What needs to be done:
All lines from the one with "grey tracksuit bottoms" to the end need to be copied exactly, with nothing before them.
— start of Extracted information —
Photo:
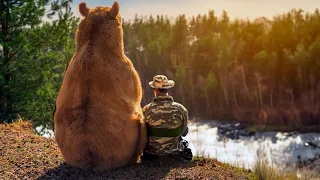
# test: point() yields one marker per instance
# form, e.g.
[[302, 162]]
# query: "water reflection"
[[281, 149]]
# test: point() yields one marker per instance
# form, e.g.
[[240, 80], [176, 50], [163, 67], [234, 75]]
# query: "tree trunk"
[[6, 100]]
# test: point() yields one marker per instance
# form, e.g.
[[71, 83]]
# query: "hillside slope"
[[25, 155]]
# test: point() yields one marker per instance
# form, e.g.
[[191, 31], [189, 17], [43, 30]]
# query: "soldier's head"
[[161, 85], [160, 92]]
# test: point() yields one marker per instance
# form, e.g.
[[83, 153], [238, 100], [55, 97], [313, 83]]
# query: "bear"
[[98, 121]]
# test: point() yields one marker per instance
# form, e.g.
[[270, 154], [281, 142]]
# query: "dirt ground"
[[25, 155]]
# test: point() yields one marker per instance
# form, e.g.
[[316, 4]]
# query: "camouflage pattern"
[[163, 112], [161, 82]]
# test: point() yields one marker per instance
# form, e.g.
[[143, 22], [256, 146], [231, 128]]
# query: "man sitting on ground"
[[166, 122]]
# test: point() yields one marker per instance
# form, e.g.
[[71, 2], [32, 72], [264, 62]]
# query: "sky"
[[243, 9]]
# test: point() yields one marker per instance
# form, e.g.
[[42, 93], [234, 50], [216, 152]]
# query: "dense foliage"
[[37, 43], [264, 70], [267, 71]]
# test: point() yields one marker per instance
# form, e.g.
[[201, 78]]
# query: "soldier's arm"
[[185, 122], [145, 108]]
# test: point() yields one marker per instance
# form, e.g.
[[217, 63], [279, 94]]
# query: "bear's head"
[[100, 25]]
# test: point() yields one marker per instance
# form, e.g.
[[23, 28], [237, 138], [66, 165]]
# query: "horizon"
[[240, 9]]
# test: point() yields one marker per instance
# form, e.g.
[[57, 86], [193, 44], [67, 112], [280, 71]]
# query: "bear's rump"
[[101, 147]]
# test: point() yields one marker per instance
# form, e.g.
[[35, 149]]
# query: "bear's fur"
[[98, 119]]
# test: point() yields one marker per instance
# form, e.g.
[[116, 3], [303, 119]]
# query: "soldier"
[[166, 122]]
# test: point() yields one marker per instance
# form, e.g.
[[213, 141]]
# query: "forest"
[[262, 71]]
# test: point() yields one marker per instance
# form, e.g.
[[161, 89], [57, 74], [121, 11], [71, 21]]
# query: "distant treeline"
[[266, 70]]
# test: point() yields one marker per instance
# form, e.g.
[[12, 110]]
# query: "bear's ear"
[[83, 9], [114, 11]]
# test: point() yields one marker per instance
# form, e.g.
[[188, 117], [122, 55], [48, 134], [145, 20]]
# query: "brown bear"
[[98, 119]]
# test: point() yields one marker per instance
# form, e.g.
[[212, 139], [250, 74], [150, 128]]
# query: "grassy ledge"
[[26, 155]]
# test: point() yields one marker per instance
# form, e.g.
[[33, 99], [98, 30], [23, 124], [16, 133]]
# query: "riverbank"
[[26, 155]]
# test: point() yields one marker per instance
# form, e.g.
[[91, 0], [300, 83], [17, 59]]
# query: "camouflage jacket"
[[166, 122]]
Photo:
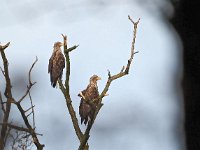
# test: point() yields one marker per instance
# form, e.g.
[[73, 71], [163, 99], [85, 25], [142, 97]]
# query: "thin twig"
[[2, 104], [32, 109], [65, 90], [109, 81]]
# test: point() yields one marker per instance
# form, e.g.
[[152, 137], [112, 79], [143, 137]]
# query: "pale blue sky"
[[143, 108]]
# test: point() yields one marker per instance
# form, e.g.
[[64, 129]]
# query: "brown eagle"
[[86, 110], [56, 64]]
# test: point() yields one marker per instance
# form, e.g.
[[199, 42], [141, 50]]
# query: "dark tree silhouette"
[[187, 25]]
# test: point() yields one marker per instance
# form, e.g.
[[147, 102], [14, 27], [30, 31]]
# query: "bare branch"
[[29, 108], [2, 71], [32, 109], [16, 127], [109, 81], [2, 104]]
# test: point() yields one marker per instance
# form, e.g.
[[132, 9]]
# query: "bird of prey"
[[87, 110], [56, 64]]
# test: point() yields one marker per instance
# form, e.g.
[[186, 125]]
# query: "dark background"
[[186, 22]]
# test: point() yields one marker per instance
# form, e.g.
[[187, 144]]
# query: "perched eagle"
[[56, 64], [86, 110]]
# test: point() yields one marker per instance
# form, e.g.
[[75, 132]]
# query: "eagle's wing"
[[56, 66]]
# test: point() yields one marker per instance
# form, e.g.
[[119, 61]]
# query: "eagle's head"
[[57, 44], [94, 79]]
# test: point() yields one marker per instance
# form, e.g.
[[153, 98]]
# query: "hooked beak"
[[99, 78]]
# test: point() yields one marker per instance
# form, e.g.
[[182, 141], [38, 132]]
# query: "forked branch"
[[124, 71]]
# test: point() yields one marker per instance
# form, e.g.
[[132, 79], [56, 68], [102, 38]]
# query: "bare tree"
[[84, 136], [24, 137], [9, 101]]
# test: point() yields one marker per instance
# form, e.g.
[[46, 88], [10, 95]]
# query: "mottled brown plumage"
[[87, 110], [56, 64]]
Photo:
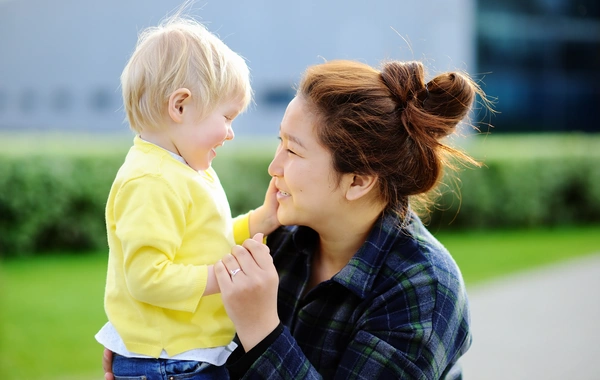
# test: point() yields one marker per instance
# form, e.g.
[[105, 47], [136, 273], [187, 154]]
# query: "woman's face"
[[308, 191]]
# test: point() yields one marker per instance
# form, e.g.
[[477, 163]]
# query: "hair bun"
[[405, 80]]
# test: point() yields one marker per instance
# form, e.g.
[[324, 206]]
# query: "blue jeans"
[[165, 369]]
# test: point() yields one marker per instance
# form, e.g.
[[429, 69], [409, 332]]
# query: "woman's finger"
[[259, 251], [231, 262]]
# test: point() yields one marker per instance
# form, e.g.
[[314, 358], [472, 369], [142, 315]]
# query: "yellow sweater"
[[165, 223]]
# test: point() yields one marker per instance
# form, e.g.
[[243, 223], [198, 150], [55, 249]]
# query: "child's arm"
[[212, 287]]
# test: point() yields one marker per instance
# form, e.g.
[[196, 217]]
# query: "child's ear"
[[359, 186], [177, 101]]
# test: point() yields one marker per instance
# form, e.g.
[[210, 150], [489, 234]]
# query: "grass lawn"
[[51, 307]]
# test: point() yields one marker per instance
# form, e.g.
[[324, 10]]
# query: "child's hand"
[[264, 218]]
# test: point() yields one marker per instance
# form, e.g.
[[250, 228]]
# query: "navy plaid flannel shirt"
[[398, 310]]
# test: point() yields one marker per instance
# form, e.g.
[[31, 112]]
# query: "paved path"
[[543, 324]]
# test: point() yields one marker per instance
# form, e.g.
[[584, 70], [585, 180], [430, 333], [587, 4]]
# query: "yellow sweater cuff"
[[241, 228]]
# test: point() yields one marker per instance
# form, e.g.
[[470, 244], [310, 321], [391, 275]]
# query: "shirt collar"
[[362, 269]]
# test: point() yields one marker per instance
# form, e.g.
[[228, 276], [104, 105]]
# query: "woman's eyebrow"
[[292, 138]]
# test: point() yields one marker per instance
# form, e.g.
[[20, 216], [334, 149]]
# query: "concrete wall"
[[60, 60]]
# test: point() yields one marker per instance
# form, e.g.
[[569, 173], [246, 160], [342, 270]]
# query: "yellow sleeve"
[[150, 223], [241, 228]]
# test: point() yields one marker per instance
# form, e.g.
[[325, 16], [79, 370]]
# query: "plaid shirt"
[[397, 310]]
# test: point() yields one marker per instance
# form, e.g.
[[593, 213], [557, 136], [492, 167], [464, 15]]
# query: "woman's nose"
[[275, 168]]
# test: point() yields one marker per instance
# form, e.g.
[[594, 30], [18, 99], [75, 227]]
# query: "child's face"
[[196, 140]]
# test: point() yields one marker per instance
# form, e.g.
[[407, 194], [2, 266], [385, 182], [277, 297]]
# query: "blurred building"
[[60, 60], [543, 60]]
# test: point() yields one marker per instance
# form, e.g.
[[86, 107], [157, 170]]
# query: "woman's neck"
[[339, 243]]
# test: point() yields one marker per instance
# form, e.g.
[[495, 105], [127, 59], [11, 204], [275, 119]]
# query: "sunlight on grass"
[[52, 306], [484, 255], [51, 309]]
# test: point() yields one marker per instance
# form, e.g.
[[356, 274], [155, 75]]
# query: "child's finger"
[[260, 253]]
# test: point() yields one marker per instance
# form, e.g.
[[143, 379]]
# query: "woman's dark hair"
[[389, 123]]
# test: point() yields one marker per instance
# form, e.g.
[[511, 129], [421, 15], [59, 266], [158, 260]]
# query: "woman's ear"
[[360, 186], [179, 99]]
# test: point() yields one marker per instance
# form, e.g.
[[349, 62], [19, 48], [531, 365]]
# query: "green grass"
[[51, 306], [484, 255], [50, 309]]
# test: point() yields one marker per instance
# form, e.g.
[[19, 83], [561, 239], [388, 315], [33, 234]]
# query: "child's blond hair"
[[180, 53]]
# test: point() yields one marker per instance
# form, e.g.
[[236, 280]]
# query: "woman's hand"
[[264, 218], [107, 364], [250, 294]]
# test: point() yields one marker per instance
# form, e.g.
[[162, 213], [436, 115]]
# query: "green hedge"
[[54, 199]]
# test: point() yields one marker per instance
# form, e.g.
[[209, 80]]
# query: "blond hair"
[[180, 53]]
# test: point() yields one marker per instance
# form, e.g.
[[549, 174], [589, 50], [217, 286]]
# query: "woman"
[[354, 285]]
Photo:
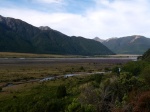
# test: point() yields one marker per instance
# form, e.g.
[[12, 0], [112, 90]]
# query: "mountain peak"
[[44, 28], [136, 37], [98, 39]]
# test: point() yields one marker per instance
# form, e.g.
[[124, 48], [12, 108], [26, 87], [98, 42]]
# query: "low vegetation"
[[125, 89]]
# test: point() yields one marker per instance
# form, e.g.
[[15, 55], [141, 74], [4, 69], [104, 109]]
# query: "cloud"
[[106, 19], [49, 1]]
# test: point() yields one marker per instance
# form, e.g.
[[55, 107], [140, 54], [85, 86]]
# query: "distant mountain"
[[135, 44], [98, 39], [19, 36], [146, 55]]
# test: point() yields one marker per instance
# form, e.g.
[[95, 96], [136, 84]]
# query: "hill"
[[135, 44], [146, 55], [19, 36]]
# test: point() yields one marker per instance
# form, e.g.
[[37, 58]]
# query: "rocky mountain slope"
[[135, 44], [19, 36]]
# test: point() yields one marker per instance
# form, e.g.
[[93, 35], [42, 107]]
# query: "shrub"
[[61, 91], [0, 89]]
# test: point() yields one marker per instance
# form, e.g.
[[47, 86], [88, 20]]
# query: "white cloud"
[[49, 1], [107, 19]]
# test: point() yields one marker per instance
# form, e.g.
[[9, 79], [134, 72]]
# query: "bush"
[[0, 89], [61, 91]]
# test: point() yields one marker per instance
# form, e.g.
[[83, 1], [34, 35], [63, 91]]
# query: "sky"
[[87, 18]]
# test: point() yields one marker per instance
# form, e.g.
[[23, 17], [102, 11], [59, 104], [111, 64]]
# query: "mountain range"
[[19, 36], [135, 44]]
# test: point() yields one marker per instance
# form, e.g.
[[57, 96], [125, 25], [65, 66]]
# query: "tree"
[[0, 89]]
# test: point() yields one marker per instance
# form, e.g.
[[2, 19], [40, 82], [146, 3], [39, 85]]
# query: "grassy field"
[[20, 91], [30, 55]]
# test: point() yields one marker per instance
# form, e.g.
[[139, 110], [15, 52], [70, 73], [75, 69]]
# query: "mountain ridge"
[[135, 44], [19, 36]]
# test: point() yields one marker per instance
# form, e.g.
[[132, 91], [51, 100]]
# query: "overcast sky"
[[86, 18]]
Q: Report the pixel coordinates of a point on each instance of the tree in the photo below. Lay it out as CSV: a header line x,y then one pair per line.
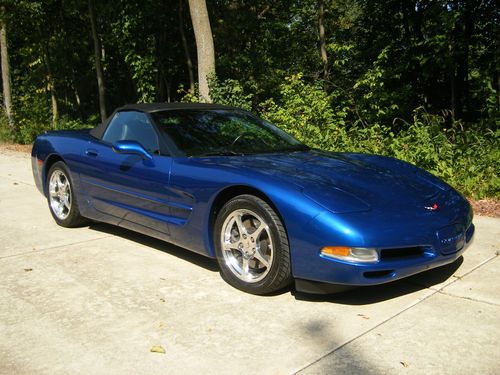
x,y
7,95
204,45
98,63
185,47
322,38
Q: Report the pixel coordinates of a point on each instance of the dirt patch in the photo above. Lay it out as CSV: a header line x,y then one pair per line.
x,y
484,207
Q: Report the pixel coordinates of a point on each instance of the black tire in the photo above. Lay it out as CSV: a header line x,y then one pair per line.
x,y
272,246
70,216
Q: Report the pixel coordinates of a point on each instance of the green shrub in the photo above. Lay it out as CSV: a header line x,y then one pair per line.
x,y
466,156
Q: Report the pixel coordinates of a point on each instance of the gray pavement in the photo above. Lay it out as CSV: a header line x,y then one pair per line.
x,y
95,300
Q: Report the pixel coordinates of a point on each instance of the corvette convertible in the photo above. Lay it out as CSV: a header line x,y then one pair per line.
x,y
224,183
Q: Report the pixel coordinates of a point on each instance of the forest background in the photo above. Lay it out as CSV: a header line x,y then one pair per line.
x,y
417,80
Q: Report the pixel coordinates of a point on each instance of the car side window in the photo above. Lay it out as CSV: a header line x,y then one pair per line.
x,y
132,126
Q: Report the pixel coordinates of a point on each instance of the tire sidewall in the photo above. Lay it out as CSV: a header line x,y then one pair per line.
x,y
74,213
251,203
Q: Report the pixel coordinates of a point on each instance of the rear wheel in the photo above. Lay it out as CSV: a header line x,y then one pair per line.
x,y
252,246
61,198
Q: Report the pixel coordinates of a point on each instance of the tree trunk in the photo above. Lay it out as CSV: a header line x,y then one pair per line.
x,y
98,64
322,38
7,95
204,45
189,63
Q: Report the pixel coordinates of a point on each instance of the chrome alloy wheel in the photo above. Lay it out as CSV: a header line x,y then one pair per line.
x,y
60,194
247,245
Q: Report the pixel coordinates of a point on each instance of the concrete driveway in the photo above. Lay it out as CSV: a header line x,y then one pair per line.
x,y
96,300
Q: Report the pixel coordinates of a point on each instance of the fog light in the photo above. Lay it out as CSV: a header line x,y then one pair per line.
x,y
351,254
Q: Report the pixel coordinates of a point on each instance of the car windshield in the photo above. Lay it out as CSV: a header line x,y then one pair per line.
x,y
223,132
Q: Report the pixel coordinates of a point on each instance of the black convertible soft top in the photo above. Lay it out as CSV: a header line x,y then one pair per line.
x,y
98,131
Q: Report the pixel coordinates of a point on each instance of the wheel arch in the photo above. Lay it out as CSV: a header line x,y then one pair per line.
x,y
49,162
225,196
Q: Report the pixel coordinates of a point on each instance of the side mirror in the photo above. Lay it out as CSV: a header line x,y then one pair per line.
x,y
132,148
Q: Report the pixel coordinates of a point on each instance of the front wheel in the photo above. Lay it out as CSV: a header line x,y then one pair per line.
x,y
252,246
61,197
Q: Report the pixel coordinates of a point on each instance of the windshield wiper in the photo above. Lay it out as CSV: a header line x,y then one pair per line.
x,y
297,148
220,153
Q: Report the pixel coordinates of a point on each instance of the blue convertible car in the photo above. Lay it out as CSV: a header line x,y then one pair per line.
x,y
223,183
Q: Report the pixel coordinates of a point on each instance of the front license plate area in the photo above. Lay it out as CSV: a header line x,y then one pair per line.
x,y
451,239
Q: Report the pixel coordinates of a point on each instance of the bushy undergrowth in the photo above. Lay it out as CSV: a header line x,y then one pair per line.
x,y
465,155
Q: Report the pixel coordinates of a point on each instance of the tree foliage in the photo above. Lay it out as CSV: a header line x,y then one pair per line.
x,y
416,80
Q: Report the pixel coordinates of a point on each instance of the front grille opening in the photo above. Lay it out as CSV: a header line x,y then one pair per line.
x,y
378,274
402,253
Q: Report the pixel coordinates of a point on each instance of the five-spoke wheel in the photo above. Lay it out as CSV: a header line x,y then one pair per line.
x,y
252,246
62,202
60,194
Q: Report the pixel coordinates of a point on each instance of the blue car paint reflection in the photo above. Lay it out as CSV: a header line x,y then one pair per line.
x,y
324,199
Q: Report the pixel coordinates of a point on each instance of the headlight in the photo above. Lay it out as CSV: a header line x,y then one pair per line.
x,y
351,254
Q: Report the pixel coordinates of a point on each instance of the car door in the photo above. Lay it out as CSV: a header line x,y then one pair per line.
x,y
127,187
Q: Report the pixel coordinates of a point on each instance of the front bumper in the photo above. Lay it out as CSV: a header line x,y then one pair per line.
x,y
358,274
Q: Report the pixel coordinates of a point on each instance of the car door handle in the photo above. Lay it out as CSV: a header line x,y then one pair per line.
x,y
91,152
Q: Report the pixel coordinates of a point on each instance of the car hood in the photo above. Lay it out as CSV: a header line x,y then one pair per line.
x,y
347,182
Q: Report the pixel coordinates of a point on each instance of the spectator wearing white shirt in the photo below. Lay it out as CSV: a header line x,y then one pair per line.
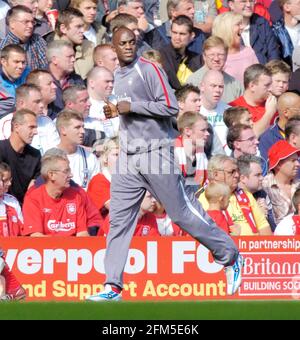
x,y
76,98
212,88
29,97
100,83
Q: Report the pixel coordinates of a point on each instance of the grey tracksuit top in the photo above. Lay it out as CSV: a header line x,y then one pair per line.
x,y
153,107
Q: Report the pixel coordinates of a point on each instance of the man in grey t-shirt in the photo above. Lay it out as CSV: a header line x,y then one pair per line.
x,y
146,106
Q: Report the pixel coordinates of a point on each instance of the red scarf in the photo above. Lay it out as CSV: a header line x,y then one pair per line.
x,y
201,161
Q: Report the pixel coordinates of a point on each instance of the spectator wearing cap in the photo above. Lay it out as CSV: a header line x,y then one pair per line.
x,y
281,183
290,225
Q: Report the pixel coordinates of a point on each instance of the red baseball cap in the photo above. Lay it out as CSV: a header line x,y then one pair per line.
x,y
279,151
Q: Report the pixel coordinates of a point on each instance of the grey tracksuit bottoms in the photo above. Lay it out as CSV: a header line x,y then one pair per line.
x,y
156,172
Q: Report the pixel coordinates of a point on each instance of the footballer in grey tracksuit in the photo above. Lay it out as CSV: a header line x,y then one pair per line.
x,y
146,162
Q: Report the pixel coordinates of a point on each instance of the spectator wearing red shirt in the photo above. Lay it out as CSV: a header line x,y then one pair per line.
x,y
11,218
218,195
257,97
55,208
146,225
10,288
99,186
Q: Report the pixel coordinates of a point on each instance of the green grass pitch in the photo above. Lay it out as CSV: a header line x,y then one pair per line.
x,y
202,310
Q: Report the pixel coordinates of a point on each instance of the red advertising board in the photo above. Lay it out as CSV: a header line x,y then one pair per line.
x,y
68,269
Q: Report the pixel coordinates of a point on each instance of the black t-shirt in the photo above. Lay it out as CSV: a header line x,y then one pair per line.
x,y
24,166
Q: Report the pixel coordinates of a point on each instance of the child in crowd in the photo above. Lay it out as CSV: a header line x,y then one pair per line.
— end of Extracted information —
Response:
Q: Report the pixel coordinates of a point on each instance of the grey tracksuit bottoms in the photo above. Lay it out as CSV: a header line x,y then one pair per line.
x,y
156,172
Q: Report the pixel coordinates of a point on each instance of the footballer in grey tracksuit in the photo above. Lay it out as CSV: a header line x,y then one pair per line.
x,y
146,162
Q: Report the pixel coordinates of a point on each instance of the spectator wearing red shirt in the photo above. Lay it out as CSV: a header line x,y then one pair per line.
x,y
11,218
218,195
257,97
55,208
146,225
10,288
99,186
Q: Report the pixel coordinates of a point on each instance of the green grass pitch in the photo above. Lay it out as CSV: a header line x,y then one pair per line.
x,y
202,310
Q: Report the pixel coordinates of a point on each instance of the red advertising board in the photo above. Lay it out as CSV: a header line x,y then one pair per line.
x,y
68,269
Q: Report the pixel coordinates of a point on each instance of the black t-shirt in the photo above. Lay it out as CSV: a header line x,y then one pair per line.
x,y
24,166
Q: Report the pixel coordinates of a point on each instance of the child in crowd in the photo above. Lay it out as CSV: a header line x,y then one pair per line.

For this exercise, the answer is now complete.